- What needs to be done:
Return each line of the material below that contains the string "khaki". Case counts, so a line with the string in different capitals does not match.

· · · · · · ·

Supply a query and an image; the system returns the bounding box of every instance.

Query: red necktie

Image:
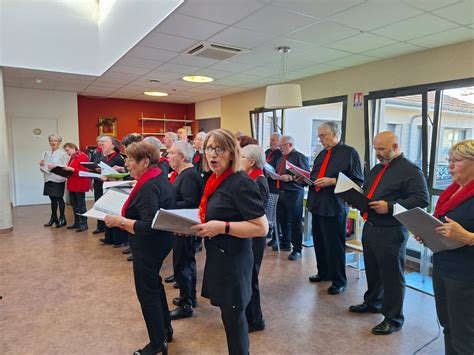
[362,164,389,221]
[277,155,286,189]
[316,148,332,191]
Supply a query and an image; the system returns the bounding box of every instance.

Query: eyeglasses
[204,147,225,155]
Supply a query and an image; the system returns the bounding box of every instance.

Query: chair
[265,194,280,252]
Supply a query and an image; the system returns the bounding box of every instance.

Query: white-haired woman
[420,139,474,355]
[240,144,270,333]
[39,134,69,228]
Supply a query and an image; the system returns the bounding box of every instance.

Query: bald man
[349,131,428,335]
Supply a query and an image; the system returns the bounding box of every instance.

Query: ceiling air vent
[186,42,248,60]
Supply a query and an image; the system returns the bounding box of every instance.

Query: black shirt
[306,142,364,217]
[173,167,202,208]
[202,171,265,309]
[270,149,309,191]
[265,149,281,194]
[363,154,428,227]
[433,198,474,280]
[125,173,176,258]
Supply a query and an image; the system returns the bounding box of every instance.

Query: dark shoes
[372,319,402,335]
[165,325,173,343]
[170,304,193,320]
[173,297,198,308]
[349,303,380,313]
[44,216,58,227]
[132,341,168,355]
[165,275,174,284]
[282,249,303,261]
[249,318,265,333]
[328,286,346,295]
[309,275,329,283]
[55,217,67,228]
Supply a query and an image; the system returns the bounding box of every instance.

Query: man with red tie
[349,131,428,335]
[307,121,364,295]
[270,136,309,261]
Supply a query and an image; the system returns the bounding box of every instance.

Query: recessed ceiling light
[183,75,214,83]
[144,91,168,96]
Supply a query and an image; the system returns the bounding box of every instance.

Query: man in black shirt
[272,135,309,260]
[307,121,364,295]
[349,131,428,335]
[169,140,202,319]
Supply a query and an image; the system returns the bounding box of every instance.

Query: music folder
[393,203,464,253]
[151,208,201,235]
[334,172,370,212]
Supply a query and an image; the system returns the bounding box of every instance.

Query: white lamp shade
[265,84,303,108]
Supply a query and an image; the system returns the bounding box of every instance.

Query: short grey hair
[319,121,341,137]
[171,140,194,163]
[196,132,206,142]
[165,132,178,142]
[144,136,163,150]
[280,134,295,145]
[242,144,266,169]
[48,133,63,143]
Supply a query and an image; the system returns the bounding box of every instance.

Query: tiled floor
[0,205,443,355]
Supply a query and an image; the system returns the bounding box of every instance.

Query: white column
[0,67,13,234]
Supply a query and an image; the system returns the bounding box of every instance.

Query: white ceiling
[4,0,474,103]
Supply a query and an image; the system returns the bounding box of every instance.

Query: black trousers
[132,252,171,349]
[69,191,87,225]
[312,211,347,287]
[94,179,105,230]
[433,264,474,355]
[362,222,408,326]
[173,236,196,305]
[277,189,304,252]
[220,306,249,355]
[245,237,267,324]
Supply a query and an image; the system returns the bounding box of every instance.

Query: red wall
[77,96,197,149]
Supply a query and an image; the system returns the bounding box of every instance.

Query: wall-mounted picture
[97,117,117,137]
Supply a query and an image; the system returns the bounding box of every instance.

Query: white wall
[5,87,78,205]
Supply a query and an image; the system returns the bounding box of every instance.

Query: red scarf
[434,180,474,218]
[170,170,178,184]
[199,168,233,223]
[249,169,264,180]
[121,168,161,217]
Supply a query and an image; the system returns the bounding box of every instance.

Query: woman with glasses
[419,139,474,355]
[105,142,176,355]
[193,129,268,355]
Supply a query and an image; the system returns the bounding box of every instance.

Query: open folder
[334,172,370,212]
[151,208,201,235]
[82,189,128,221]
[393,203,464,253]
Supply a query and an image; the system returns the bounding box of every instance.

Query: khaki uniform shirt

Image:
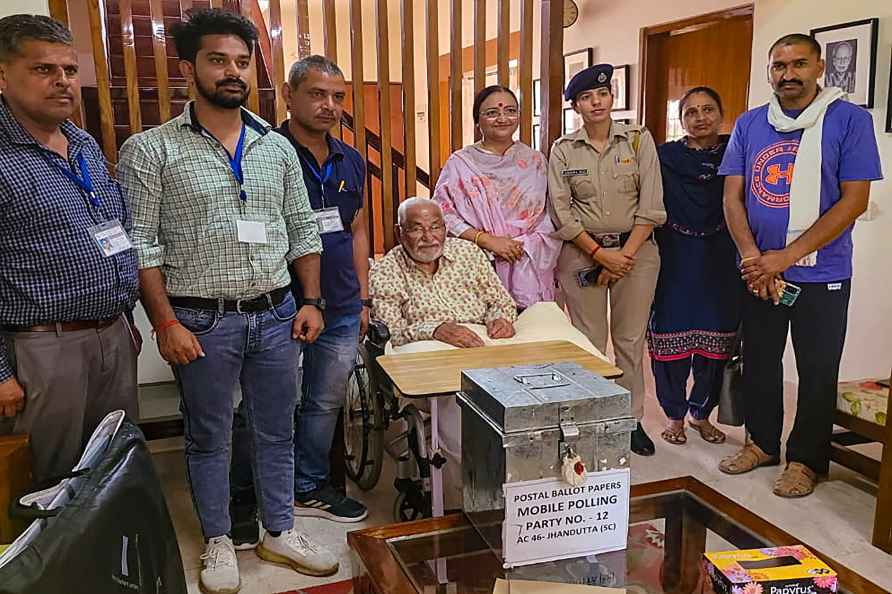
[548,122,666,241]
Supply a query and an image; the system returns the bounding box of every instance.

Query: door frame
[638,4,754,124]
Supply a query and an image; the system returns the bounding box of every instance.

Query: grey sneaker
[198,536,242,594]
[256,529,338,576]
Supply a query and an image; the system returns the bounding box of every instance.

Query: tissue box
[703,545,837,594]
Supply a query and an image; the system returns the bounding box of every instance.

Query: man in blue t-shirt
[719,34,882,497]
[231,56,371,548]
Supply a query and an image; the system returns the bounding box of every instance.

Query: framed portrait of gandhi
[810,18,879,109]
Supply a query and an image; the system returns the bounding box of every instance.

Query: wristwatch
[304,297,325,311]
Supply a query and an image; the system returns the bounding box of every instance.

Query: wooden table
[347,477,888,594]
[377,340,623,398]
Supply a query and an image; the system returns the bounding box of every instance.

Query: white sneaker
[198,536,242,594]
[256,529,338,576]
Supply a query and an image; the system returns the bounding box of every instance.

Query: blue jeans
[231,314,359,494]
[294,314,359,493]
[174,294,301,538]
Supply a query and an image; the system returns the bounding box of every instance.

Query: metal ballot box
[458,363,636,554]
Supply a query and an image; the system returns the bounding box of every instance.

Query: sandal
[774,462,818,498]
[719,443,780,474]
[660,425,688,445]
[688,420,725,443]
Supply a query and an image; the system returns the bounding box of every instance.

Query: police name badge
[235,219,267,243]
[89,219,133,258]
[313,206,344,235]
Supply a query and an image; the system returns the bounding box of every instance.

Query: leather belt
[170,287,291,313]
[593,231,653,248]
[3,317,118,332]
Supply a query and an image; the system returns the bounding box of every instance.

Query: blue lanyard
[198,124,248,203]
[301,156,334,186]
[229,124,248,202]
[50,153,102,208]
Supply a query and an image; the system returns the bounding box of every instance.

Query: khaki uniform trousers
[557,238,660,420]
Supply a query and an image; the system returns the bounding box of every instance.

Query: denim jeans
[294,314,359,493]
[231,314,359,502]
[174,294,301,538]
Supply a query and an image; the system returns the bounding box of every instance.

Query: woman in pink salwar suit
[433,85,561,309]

· · · · · · ·

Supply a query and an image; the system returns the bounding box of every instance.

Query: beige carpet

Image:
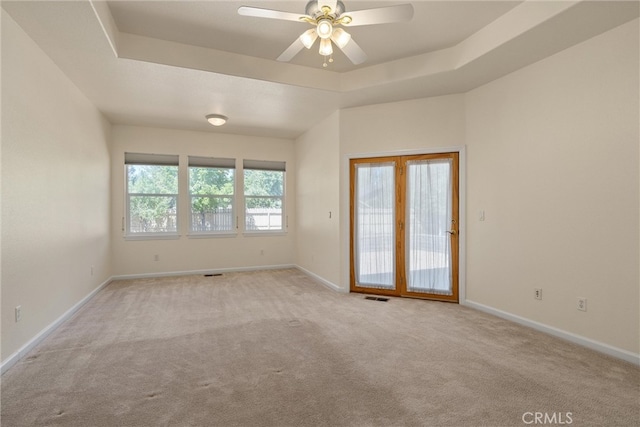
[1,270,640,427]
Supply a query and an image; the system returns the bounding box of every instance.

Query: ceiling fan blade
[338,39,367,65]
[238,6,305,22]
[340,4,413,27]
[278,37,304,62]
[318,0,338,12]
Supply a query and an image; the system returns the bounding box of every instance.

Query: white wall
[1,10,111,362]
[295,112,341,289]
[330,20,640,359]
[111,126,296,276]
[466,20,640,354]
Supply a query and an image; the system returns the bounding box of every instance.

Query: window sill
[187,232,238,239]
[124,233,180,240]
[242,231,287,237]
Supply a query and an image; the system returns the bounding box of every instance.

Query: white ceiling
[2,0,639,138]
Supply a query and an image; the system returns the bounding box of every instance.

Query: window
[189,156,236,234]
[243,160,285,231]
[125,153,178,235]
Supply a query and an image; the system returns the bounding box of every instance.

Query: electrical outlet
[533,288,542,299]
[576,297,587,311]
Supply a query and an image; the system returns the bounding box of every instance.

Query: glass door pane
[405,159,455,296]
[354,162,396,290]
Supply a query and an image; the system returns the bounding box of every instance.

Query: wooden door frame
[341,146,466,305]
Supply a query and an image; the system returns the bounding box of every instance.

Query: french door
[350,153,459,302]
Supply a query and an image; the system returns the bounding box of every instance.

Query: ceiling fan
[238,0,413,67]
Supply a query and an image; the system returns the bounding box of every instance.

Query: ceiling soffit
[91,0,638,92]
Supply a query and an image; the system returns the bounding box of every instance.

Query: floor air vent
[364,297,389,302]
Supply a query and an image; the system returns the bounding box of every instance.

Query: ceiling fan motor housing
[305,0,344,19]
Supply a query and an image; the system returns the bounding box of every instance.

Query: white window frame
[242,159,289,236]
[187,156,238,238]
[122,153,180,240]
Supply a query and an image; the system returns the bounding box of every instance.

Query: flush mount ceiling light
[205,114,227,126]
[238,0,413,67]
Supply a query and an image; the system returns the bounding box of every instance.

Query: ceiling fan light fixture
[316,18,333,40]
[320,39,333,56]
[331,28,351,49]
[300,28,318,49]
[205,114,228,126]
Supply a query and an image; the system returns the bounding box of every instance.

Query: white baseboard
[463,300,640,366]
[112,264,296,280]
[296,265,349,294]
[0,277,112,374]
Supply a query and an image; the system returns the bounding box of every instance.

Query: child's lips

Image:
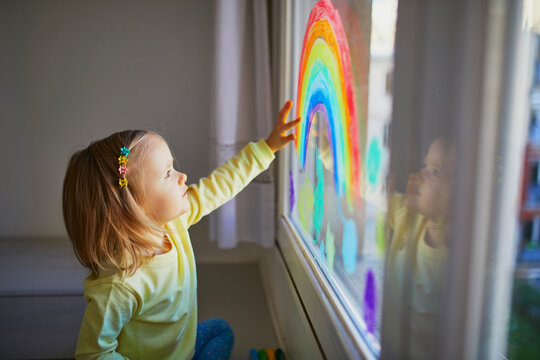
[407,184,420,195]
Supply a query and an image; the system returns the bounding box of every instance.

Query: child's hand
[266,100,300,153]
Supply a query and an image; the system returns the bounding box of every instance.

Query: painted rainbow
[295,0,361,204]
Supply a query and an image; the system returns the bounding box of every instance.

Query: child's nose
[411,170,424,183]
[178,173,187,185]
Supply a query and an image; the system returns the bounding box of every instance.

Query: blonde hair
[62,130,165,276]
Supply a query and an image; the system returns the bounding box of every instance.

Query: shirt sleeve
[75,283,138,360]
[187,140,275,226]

· · · · · · ·

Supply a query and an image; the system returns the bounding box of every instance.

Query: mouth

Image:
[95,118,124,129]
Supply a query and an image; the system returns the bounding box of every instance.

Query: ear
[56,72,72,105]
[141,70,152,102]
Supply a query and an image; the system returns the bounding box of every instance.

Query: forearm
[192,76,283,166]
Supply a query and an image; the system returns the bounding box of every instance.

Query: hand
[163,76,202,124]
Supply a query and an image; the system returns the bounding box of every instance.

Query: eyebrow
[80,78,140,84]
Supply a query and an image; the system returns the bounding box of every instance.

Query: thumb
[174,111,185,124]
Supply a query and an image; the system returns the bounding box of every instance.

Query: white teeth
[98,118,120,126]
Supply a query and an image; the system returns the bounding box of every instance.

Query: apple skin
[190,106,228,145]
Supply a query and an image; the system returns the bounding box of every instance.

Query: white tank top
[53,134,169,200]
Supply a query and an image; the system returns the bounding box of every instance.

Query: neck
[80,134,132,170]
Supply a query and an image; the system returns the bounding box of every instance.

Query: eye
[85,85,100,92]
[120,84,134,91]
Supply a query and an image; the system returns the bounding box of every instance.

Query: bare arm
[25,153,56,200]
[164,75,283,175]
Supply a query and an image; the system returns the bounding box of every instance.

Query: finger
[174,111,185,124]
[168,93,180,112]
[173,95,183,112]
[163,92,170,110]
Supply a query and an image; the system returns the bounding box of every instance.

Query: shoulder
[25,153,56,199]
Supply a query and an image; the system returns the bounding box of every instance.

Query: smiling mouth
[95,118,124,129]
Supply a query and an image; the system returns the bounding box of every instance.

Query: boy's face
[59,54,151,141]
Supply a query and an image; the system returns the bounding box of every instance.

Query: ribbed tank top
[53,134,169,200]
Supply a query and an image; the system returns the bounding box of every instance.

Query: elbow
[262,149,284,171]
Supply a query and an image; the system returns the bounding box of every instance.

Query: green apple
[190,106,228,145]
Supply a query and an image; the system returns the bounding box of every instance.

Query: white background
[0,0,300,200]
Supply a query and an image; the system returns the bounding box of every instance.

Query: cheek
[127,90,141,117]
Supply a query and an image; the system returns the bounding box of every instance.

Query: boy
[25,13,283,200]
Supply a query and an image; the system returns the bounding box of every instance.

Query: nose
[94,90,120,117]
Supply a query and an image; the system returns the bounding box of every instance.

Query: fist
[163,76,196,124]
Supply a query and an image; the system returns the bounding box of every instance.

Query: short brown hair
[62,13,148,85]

· · · · · · ·

- Exercise response:
Query: khaki uniform shirt
Query: khaki uniform trousers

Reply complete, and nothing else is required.